Beneficiary Incentive Programs (Section 203 of HIPAA/42 USC 1395b-5). HHS is to establish a program to encourage individuals to report information on health care professionals and entities they suspect to be engaging in or who have engaged in acts or omissions that may constitute fraud or abuse against the Medicare program. Where a beneficiary reports information that serves as the basis for the collection of at least $100, a portion of the amount collected may be paid to the individual.

Safe Harbors; Advisory Opinions; Fraud Alerts (Section 1128D of the Social Security Act/42 USC 1320a-7d). HHS is to solicit proposals annually on modifications to existing as well as new safe harbors. Health care professionals, entities, or health plans may request an advisory opinion from HHS, acting in consultation with DOJ, on the following issues: what constitutes prohibited "remuneration" or payment under the Anti-kickback statute; whether the arrangement or proposed arrangement is prohibited remuneration; whether an arrangement or proposed arrangement is not prohibited remuneration; what constitutes an inducement to reduce or limit services to Medicare/Medicaid beneficiaries; and whether any activity or proposed activity constitutes grounds for the imposition of fraud and abuse sanctions. Advisory opinions will not be issued on questions of fair market value or whether an individual is a bona fide employee. Advisory opinions will be binding on the requesting party and HHS. Failure to seek an advisory opinion is not admissible as evidence of intent to violate the law. Individuals may request that the HHS OIG issue fraud alerts which will inform the public of practices that the OIG considers to be suspect. The OIG is to investigate to determine whether a fraud alert is warranted. Fraud alerts will be issued through the Federal Register.

> Exercises
1. Reproduce the HIPAA passage word for word, starting at "Beneficiary Incentive Programs" and ending at "to the individual.".
2. Write the next part of the HIPAA passage, picking up right after its last sentence.
The data that comes after has no connection to the HIPAA passage.

> Dataset records
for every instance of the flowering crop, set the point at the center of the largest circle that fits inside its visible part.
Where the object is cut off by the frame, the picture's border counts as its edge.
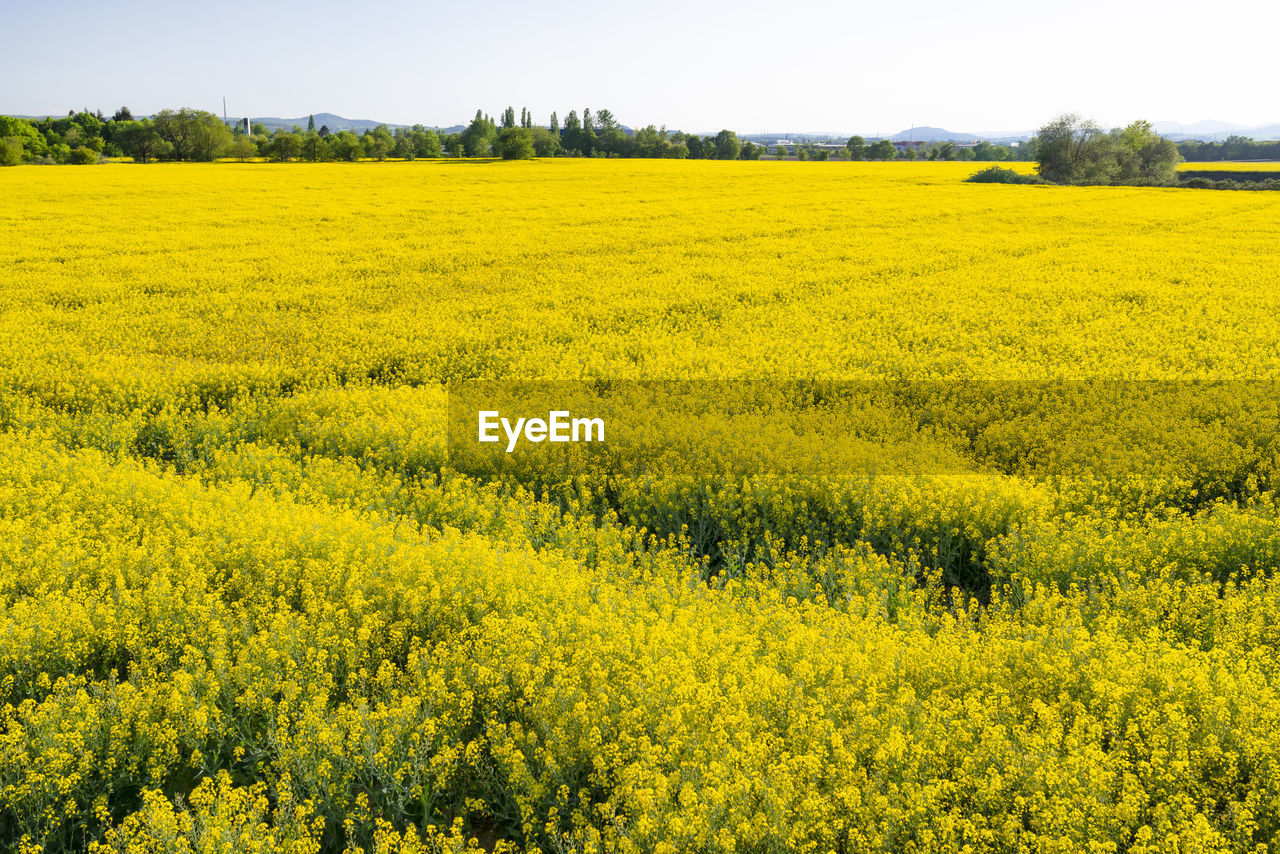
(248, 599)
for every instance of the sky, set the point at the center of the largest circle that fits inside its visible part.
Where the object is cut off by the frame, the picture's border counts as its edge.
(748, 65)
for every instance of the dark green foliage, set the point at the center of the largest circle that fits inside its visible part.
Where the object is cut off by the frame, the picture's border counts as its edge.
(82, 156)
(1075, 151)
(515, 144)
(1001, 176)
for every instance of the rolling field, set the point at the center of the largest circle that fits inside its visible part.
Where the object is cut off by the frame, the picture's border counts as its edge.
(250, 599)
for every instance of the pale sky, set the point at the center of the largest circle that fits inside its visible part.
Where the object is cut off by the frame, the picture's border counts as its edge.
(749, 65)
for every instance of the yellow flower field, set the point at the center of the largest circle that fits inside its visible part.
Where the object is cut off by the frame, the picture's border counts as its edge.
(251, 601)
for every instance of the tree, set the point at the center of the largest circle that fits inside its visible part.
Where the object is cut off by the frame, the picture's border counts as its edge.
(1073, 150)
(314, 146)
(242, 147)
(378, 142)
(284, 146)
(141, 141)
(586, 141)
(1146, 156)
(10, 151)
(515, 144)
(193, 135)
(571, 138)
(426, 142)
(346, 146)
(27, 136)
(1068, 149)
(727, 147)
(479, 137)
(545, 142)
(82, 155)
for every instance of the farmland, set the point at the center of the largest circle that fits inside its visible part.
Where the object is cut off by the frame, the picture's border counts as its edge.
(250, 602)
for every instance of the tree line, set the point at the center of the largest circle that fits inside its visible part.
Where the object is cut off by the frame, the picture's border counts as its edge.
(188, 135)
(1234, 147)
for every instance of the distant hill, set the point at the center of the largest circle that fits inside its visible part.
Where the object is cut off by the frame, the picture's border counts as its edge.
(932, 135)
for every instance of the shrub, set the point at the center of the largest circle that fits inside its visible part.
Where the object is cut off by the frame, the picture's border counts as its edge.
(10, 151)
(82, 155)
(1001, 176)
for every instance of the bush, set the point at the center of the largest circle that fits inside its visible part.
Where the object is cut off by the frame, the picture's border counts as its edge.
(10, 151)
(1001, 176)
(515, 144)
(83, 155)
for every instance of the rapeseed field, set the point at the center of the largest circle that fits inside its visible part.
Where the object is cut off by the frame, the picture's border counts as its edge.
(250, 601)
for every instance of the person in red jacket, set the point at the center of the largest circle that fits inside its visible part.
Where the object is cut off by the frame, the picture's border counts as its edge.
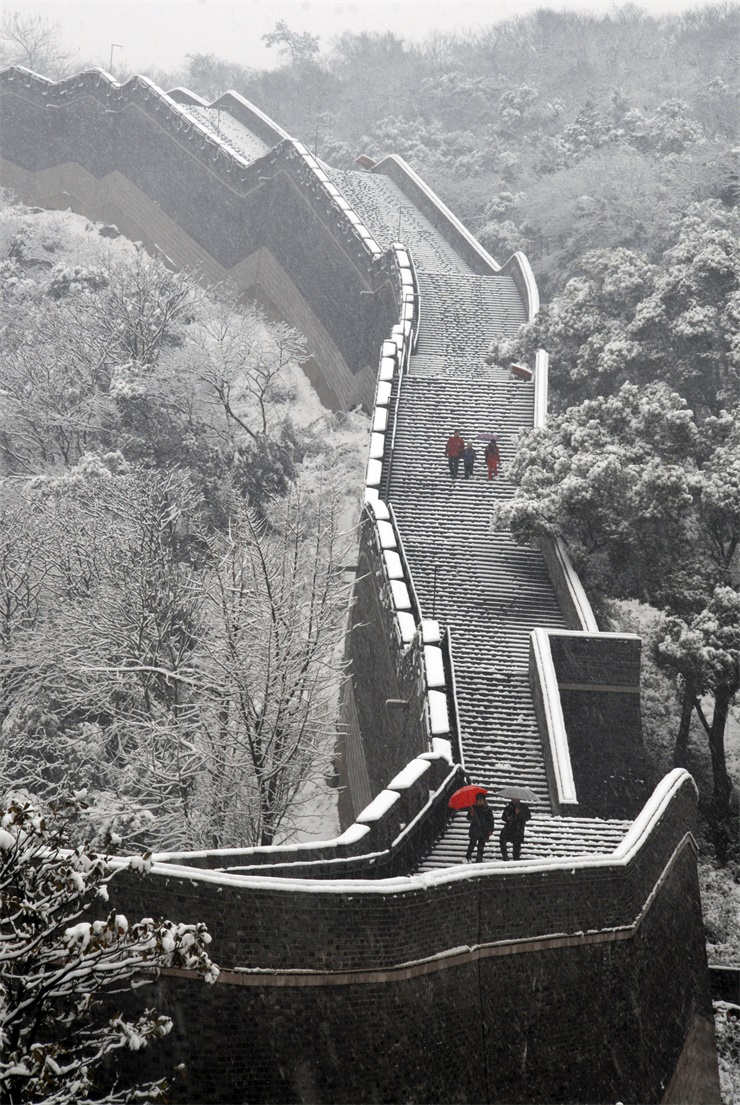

> Expected responses
1.
Beneficiary Incentive Programs (Section 203 of HIPAA/42 USC 1395b-5). HHS is to establish a program to encourage individuals to report information on health care professionals and entities they suspect to be engaging in or who have engaged in acts or omissions that may constitute fraud or abuse against the Medicare program. Where a beneficiary reports information that serves as the basis for the collection of at least $100, a portion of the amount collected may be paid to the individual.

2.
HIPAA Criminal Statutes (crimes created by HIPAA but not specific to HIPAA)

Health Care Fraud and Abuse Data Collection Program (Section 1128E of the Social Security Act/42 USC 1320a-7c). A central health care fraud and abuse database is established for the reporting of final adverse actions (not including malpractice claims and settlements in which no findings of liability have been made) against health care professionals, providers, and suppliers. HHS is to establish procedures to address disputed accuracy of information. Information from the database will be available to government agencies and health plans.

Health Care Fraud and Scheme (18 USC 1347). Prohibits knowing and willful actions or attempts to execute a scheme to defraud any health care benefit program or to obtain, by means of false or fraudulent pretense, representation, or promises, any of the money or property owned by, or under the custody or control of any health benefit program. Potential penalties include fines and imprisonment for up to 10 years. Imprisonment may be for up to 20 years if the offense causes serious bodily injury and up to life imprisonment if the offense causes death.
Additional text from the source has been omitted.